━━━ Data to use ━━━
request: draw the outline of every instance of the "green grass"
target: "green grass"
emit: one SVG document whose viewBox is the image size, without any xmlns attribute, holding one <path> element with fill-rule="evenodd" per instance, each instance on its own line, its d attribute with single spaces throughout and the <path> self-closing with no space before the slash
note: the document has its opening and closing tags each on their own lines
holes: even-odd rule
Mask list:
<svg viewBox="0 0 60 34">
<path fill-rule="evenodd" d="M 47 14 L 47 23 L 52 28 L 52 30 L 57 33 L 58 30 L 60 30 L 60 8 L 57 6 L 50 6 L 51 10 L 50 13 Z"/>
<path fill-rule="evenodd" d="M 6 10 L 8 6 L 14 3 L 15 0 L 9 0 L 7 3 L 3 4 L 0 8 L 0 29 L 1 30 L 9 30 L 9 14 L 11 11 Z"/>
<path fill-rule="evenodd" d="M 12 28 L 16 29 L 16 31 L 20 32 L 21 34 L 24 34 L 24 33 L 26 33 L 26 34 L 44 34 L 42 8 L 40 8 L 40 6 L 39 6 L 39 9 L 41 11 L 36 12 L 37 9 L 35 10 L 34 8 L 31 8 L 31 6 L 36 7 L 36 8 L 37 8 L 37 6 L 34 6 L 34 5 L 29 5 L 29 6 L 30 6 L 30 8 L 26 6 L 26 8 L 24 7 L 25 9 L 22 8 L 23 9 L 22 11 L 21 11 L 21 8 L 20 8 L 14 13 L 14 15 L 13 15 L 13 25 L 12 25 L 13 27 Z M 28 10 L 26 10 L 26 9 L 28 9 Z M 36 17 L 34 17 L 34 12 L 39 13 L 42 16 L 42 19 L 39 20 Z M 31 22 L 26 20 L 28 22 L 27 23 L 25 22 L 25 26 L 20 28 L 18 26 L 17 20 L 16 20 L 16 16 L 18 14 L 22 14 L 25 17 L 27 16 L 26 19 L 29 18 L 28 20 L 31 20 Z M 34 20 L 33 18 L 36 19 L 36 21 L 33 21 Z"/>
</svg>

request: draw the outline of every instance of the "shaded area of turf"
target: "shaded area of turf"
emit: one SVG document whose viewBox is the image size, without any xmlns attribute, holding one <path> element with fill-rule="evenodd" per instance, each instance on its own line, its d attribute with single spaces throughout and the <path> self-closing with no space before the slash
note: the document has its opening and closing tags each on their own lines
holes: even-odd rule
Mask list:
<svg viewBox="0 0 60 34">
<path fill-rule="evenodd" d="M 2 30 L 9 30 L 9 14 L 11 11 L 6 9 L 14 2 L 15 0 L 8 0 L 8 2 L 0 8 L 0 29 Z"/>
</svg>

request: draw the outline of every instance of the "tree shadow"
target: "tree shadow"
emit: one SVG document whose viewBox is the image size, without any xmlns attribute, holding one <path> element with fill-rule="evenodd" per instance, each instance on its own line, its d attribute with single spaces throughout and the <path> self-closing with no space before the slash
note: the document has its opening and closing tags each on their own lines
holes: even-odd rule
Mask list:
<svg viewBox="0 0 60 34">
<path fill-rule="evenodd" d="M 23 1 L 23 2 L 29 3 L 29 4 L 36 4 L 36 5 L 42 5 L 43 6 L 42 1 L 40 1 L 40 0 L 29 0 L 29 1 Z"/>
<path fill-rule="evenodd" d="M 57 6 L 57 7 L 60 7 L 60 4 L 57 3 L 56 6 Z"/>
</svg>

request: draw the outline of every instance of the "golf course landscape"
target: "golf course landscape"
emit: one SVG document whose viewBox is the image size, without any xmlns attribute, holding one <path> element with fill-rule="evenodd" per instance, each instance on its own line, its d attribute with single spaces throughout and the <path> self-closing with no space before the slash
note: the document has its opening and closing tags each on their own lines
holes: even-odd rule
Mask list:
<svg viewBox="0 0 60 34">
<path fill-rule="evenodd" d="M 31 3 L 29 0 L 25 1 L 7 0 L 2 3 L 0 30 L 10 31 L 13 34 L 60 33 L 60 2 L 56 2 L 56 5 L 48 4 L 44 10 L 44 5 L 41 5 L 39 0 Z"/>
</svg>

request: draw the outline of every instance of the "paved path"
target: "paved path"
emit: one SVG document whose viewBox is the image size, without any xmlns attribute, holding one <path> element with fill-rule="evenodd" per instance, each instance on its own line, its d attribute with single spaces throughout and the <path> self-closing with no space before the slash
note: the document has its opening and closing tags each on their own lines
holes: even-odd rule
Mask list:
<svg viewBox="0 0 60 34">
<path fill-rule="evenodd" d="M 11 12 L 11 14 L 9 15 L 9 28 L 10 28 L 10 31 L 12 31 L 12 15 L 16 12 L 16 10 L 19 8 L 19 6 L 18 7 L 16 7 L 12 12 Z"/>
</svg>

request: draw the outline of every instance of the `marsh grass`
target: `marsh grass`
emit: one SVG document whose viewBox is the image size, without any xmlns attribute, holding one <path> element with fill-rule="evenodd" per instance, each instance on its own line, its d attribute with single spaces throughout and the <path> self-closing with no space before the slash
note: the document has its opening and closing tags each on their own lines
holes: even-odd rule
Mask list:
━━━
*Work instructions*
Swap every "draw the outline of" in the records for "trace the boundary of", leaving everything else as it is.

*Full output*
request: trace the boundary of every instance of the "green grass"
target: "green grass"
emit: one SVG document whose viewBox is the image size, without any xmlns attribute, holding one <path> element with fill-rule="evenodd" per instance, each instance on its own line, its d attribute with single spaces throughout and the <path> self-closing with no space before the slash
note: the document has its opening and closing tags each on their own lines
holes: even-odd rule
Mask list:
<svg viewBox="0 0 60 34">
<path fill-rule="evenodd" d="M 47 14 L 47 23 L 52 28 L 52 30 L 57 33 L 58 30 L 60 30 L 60 8 L 57 6 L 50 6 L 51 10 L 50 13 Z"/>
<path fill-rule="evenodd" d="M 6 10 L 8 6 L 14 3 L 15 0 L 9 0 L 7 3 L 3 4 L 0 8 L 0 29 L 1 30 L 9 30 L 9 14 L 11 11 Z"/>
<path fill-rule="evenodd" d="M 12 28 L 16 29 L 16 31 L 20 32 L 21 34 L 24 34 L 24 33 L 26 33 L 26 34 L 44 34 L 42 8 L 40 8 L 40 6 L 39 6 L 39 9 L 41 11 L 36 12 L 37 9 L 35 10 L 34 8 L 31 8 L 31 6 L 36 7 L 36 8 L 37 8 L 37 6 L 34 6 L 34 5 L 29 5 L 29 6 L 30 6 L 30 8 L 26 6 L 26 8 L 24 7 L 25 9 L 22 8 L 23 9 L 22 11 L 21 11 L 21 8 L 20 8 L 14 13 L 14 15 L 13 15 L 13 25 L 12 25 L 13 27 Z M 28 10 L 26 10 L 26 9 L 28 9 Z M 36 17 L 34 17 L 34 12 L 39 13 L 42 16 L 42 19 L 39 20 Z M 31 22 L 26 20 L 28 22 L 27 23 L 25 22 L 25 26 L 20 28 L 18 26 L 17 20 L 16 20 L 16 16 L 18 14 L 22 14 L 25 17 L 27 16 L 26 19 L 29 18 L 28 20 L 31 20 Z M 34 20 L 33 18 L 36 19 L 36 21 L 33 21 Z"/>
</svg>

request: trace the boundary of every instance of the "shaded area of turf"
target: "shaded area of turf"
emit: one SVG document whose viewBox is the image size, without any xmlns attribute, holding one <path> element with fill-rule="evenodd" per instance, each instance on its own line, its d attribute with single spaces throughout and the <path> self-closing with no space before the slash
note: the document has its opening and closing tags each on their own lines
holes: even-odd rule
Mask list:
<svg viewBox="0 0 60 34">
<path fill-rule="evenodd" d="M 2 30 L 9 30 L 9 14 L 11 11 L 6 9 L 14 2 L 15 0 L 8 0 L 8 2 L 0 8 L 0 29 Z"/>
</svg>

request: trace the boundary of every instance of the "tree shadow"
target: "tree shadow"
emit: one SVG document whose viewBox is the image size, without any xmlns attribute, holding one <path> element with fill-rule="evenodd" per instance, each instance on its own line, its d attribute with single spaces throughout and the <path> self-closing with no space before the slash
note: the document has its opening and closing tags each on their own lines
holes: even-odd rule
Mask list:
<svg viewBox="0 0 60 34">
<path fill-rule="evenodd" d="M 23 1 L 23 2 L 29 3 L 29 4 L 36 4 L 36 5 L 42 5 L 43 6 L 42 1 L 40 1 L 40 0 L 29 0 L 29 1 Z"/>
<path fill-rule="evenodd" d="M 57 6 L 57 7 L 60 7 L 60 4 L 57 3 L 56 6 Z"/>
</svg>

request: trace the boundary of every instance of the "golf course landscape"
target: "golf course landscape"
emit: one SVG document whose viewBox is the image size, without any xmlns attribute, holding one <path> element with fill-rule="evenodd" per instance, each instance on its own line, its d attribute with single spaces throughout and the <path> self-closing with no space before the slash
note: the document has its opening and closing tags each on their own lines
holes: even-odd rule
Mask list:
<svg viewBox="0 0 60 34">
<path fill-rule="evenodd" d="M 31 3 L 29 0 L 25 1 L 7 0 L 2 3 L 0 30 L 10 31 L 13 34 L 60 33 L 60 2 L 56 2 L 56 5 L 48 4 L 44 10 L 44 5 L 41 5 L 39 0 Z"/>
</svg>

request: trace the boundary of every instance of the "paved path"
target: "paved path"
emit: one SVG document whose viewBox is the image size, without any xmlns attribute, holding one <path> element with fill-rule="evenodd" per instance, each instance on its own line, its d attribute with single spaces throughout and the <path> self-closing with no space before the slash
note: the document has its opening and closing tags each on their own lines
holes: even-odd rule
Mask list:
<svg viewBox="0 0 60 34">
<path fill-rule="evenodd" d="M 11 12 L 11 14 L 9 15 L 9 28 L 10 28 L 10 31 L 12 31 L 12 15 L 16 12 L 16 10 L 19 8 L 19 6 L 18 7 L 16 7 L 12 12 Z"/>
</svg>

request: trace the boundary of every instance of the `marsh grass`
target: `marsh grass`
emit: one SVG document whose viewBox is the image size, without any xmlns attribute, holding one <path> element with fill-rule="evenodd" per instance, each instance on its own line, its d attribute with single spaces throughout and the <path> self-closing with no space before the slash
note: the document has its opening and closing tags each on their own lines
holes: even-odd rule
Mask list:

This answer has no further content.